> _WHAT TO WORK ON_: Only the lines from the line containing "For the cabinet" to the end of the entries should be repeated, exactly as they appear.

> _RECORD EXTRACTS_:
☆ ☆ ☆

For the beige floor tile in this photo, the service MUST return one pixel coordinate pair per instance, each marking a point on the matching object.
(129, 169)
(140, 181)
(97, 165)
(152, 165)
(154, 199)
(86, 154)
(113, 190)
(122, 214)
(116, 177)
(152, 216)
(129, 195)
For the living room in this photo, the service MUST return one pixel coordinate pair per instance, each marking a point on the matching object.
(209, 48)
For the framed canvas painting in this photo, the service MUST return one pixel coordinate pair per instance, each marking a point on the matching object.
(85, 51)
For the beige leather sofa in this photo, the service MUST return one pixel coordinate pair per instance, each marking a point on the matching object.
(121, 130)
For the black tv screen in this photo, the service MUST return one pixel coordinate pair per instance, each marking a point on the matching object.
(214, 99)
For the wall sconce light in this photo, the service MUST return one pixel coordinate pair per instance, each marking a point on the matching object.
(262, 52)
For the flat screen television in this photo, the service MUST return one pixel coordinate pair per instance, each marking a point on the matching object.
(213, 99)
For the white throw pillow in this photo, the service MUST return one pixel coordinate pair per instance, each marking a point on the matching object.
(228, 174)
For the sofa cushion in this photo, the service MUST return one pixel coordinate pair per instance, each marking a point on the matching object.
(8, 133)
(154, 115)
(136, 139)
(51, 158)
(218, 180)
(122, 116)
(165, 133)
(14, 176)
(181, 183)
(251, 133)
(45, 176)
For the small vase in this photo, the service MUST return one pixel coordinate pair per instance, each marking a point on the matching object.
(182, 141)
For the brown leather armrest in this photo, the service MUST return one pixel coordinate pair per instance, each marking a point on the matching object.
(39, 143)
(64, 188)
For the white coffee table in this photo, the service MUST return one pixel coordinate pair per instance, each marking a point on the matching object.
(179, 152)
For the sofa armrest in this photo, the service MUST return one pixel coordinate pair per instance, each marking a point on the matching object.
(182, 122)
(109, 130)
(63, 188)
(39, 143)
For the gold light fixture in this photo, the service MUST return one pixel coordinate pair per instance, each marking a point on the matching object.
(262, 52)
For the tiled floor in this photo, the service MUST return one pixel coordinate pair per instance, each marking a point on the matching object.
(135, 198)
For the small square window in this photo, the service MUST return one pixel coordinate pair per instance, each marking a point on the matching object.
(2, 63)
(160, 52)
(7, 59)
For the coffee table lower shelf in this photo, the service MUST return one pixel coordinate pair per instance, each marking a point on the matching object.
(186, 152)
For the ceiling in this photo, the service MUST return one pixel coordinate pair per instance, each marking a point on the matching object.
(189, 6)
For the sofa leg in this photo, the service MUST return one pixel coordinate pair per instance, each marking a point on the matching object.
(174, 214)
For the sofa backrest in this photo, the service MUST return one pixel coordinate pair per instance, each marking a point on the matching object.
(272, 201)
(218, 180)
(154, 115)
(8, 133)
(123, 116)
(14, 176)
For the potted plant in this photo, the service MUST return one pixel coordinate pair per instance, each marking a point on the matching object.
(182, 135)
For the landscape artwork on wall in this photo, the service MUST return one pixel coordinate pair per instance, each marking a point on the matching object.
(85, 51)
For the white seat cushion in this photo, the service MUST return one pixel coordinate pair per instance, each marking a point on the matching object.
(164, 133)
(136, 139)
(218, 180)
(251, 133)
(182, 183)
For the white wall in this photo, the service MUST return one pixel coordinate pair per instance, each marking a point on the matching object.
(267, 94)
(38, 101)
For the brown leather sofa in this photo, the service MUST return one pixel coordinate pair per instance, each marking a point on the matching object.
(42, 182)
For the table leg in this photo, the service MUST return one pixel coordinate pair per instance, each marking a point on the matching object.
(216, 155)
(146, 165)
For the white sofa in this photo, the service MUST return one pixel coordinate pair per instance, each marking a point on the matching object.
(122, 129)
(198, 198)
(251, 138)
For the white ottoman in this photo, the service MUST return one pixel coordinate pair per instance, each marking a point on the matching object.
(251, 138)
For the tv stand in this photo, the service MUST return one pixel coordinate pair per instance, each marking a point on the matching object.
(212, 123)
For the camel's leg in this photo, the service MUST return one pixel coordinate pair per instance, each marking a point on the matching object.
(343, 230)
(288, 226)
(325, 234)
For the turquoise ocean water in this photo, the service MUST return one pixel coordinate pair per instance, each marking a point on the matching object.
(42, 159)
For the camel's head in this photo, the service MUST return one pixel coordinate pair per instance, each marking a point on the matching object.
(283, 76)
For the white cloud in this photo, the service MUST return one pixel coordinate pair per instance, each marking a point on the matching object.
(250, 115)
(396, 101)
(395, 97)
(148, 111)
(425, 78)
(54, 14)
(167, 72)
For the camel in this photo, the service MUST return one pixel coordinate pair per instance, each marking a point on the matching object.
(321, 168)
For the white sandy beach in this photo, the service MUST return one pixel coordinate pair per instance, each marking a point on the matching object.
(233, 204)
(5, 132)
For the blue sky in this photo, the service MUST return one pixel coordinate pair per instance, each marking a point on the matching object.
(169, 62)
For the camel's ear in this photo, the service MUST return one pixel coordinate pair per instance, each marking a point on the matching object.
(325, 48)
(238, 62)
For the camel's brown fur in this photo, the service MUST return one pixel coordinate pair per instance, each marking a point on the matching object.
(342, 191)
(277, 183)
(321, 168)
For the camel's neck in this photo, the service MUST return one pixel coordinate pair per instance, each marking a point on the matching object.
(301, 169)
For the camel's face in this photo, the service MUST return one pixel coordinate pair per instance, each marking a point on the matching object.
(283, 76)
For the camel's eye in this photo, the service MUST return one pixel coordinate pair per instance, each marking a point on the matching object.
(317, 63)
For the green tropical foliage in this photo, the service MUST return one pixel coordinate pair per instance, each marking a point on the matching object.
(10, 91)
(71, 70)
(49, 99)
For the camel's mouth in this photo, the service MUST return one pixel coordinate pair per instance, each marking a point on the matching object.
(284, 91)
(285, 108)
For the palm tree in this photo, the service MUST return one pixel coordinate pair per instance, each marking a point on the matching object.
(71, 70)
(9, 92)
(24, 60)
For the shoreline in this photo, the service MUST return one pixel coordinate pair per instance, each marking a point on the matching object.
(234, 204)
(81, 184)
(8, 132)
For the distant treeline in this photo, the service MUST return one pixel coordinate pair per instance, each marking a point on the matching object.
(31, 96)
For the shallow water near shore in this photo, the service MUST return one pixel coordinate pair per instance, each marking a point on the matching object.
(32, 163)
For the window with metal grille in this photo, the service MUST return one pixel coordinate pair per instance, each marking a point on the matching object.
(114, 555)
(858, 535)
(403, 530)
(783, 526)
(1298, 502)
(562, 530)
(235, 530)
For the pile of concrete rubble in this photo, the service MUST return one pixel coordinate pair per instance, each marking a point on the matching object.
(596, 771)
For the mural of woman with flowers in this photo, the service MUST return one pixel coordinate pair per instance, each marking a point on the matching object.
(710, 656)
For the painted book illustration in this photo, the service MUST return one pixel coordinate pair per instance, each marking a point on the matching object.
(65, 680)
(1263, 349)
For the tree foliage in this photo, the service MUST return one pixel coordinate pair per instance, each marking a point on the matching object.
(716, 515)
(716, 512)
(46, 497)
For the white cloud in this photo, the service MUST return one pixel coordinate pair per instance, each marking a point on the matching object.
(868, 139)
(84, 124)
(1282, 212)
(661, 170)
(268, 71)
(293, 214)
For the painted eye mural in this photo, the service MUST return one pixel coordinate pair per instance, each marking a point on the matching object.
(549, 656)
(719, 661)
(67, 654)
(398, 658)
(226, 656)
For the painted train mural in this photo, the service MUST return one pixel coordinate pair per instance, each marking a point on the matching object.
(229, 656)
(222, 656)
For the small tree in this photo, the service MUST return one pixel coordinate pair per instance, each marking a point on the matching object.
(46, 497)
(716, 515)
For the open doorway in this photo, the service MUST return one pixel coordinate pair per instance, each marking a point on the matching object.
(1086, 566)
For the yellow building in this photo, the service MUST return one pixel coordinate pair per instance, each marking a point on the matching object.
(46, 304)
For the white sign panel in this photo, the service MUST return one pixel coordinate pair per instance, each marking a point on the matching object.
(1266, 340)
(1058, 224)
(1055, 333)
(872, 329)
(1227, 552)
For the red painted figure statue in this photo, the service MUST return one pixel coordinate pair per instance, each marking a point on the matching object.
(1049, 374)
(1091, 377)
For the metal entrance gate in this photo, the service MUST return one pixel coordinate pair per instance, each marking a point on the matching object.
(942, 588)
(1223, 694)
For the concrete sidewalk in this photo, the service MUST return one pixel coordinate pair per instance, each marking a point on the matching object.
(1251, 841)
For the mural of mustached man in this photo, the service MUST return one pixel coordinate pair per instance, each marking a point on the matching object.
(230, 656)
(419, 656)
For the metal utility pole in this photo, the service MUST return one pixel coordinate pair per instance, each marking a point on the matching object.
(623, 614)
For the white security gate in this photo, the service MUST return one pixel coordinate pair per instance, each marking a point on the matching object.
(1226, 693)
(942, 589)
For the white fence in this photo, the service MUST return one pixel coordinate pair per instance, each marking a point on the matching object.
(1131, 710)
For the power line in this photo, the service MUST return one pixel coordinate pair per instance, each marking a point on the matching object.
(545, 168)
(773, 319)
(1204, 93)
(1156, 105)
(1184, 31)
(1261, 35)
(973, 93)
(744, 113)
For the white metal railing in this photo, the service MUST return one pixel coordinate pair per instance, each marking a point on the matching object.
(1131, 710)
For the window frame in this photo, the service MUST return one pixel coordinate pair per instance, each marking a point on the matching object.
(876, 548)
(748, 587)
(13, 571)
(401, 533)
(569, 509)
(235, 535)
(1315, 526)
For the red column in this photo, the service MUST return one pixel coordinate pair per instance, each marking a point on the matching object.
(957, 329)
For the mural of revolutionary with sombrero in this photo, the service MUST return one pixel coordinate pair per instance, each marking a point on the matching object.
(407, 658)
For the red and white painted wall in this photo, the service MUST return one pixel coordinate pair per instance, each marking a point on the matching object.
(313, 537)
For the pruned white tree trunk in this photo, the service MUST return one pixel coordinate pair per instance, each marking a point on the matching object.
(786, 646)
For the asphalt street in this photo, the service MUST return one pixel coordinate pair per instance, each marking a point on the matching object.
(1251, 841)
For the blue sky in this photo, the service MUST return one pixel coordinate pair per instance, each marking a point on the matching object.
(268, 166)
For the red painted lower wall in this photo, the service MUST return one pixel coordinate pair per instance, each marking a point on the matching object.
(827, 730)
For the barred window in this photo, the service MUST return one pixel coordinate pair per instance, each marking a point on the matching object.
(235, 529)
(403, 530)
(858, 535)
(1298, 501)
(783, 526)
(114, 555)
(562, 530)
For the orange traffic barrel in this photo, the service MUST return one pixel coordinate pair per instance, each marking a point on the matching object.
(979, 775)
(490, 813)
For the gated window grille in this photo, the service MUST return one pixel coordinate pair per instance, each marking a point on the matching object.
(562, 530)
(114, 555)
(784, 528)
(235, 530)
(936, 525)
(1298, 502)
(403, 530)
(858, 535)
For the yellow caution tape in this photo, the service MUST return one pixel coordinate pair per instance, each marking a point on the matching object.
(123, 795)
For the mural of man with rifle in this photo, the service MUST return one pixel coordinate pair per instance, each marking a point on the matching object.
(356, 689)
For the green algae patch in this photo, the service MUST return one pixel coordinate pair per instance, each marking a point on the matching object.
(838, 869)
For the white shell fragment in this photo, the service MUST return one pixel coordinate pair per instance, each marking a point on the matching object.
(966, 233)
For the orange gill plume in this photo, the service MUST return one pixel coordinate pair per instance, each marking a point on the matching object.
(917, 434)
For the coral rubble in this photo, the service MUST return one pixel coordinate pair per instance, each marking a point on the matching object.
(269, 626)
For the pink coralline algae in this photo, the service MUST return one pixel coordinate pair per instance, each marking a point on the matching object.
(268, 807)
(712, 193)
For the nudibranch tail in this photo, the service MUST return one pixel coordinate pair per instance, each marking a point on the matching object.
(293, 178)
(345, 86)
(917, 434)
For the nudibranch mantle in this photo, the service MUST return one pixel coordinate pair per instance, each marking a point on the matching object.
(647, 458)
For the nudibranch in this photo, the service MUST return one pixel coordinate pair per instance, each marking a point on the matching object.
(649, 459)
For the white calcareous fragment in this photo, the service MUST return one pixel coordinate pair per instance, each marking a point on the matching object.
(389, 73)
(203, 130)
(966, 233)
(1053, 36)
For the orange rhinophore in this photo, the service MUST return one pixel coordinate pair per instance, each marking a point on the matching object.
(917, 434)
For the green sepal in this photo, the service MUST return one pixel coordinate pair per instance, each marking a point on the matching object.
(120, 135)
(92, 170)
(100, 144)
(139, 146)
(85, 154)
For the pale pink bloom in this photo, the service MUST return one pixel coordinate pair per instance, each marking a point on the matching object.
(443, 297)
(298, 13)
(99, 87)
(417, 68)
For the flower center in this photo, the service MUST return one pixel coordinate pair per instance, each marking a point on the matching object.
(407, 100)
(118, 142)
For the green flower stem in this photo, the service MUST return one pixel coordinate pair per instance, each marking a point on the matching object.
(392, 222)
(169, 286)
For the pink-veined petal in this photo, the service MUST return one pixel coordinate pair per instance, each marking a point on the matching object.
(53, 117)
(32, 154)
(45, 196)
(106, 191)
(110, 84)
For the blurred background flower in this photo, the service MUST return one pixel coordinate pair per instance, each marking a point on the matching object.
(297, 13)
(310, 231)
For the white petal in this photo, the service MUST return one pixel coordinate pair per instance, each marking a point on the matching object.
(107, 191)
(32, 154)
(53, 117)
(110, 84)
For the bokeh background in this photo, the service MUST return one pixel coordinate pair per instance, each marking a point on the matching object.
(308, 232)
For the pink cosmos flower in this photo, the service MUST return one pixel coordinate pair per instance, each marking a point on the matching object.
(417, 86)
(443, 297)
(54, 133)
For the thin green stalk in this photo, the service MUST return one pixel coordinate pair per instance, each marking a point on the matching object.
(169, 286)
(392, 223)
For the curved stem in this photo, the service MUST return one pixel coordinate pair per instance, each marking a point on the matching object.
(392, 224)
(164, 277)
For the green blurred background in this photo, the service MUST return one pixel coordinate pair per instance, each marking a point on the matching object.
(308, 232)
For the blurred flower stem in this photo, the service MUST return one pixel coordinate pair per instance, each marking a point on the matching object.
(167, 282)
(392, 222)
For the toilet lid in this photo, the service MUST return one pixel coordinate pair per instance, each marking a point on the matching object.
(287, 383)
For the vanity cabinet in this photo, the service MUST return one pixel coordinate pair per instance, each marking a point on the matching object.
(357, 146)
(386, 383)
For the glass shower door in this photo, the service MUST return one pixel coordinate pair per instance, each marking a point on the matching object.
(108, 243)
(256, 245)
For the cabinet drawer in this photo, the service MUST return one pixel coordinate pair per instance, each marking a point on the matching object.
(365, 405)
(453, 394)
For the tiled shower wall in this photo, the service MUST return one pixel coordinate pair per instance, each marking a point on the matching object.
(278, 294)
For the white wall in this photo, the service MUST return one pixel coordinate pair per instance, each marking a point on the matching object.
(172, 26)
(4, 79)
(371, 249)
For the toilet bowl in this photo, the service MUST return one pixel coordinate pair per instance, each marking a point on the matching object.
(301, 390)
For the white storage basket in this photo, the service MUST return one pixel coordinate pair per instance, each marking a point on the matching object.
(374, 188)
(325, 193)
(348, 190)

☆ ☆ ☆

> _REPLY_:
For the cabinet drawer in this photo, the service MUST return one pixel coordinate pair per instance, each marking a point on the matching object.
(365, 405)
(453, 394)
For the tiled shower wall in this photo, the service MUST return one pixel coordinate pair per instance, each marking a point on the matching object.
(278, 294)
For the white wall in this photo, the service MUST return one pixel coordinate pair per instance, each marking a point on the matching object.
(172, 26)
(4, 79)
(371, 249)
For the toilet bowl in this photo, the service MUST return one pixel coordinate pair per instance, each marking a point on the matching object.
(301, 390)
For the white storage basket in this photo, the service MUST return one pixel coordinate pair per instance, each marking a point on the matching object.
(374, 188)
(325, 193)
(348, 190)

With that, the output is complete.